Supplied entries Block Start

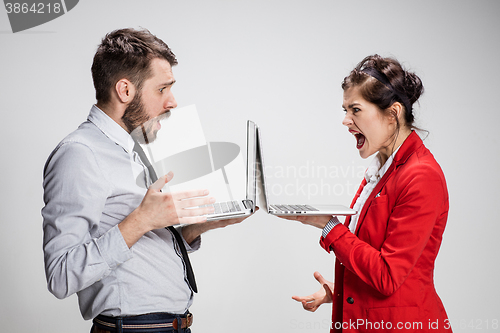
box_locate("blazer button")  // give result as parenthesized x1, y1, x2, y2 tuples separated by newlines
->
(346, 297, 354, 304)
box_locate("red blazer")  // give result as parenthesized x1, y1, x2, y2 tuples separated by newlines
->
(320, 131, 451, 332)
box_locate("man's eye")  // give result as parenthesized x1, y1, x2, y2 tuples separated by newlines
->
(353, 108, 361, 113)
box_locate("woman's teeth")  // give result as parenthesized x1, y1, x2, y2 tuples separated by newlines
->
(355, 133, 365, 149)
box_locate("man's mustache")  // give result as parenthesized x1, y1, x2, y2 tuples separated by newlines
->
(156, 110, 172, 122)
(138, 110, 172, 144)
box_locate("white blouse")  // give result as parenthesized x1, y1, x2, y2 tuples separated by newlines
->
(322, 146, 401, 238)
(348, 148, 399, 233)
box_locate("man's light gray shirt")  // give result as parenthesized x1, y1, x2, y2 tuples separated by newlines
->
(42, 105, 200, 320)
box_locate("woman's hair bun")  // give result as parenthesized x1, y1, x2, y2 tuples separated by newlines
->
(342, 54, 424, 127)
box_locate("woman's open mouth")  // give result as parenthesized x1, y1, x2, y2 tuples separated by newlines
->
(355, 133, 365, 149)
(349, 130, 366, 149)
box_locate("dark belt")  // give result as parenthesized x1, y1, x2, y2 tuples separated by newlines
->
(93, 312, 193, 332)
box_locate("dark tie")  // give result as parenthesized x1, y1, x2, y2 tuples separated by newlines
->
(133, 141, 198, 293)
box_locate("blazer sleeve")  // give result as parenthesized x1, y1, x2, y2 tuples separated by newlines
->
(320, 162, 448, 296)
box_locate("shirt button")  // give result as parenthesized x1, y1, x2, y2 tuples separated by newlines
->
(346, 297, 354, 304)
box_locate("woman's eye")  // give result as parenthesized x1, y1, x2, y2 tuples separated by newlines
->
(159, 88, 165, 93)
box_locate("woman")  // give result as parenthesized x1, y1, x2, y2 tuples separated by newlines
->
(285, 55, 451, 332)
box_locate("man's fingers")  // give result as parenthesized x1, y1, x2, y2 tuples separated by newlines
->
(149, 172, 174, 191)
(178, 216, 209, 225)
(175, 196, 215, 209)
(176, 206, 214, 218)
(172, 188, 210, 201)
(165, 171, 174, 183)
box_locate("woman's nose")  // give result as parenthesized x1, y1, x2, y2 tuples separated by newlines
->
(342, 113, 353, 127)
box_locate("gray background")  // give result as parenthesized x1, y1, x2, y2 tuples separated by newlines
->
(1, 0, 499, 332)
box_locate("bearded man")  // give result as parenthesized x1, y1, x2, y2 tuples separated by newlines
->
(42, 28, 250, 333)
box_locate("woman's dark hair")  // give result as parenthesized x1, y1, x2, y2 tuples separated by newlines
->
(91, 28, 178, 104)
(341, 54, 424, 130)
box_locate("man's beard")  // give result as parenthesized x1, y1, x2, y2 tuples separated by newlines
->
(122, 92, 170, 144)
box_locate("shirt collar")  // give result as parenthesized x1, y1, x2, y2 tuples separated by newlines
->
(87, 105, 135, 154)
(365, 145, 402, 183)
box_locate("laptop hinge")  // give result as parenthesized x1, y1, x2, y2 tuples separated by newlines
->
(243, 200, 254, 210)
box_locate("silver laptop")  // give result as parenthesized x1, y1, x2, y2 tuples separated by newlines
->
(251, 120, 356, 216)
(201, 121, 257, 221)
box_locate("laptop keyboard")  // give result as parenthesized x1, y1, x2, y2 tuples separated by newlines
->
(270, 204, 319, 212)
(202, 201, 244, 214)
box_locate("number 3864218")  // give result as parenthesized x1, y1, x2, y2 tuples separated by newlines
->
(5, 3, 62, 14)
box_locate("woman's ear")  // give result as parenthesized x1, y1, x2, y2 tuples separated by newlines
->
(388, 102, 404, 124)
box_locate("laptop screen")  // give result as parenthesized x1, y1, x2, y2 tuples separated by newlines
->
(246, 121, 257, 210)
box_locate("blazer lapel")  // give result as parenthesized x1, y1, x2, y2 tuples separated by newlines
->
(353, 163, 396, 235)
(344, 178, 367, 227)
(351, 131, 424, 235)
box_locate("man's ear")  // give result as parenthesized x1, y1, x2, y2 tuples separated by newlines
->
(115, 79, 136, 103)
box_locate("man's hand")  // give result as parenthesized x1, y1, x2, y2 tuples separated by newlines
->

Supplied entries Block End

◆ The problem ◆
Tally the lines in the records that hold the word "shirt", and state only the resulting number.

◆ Task output ◆
3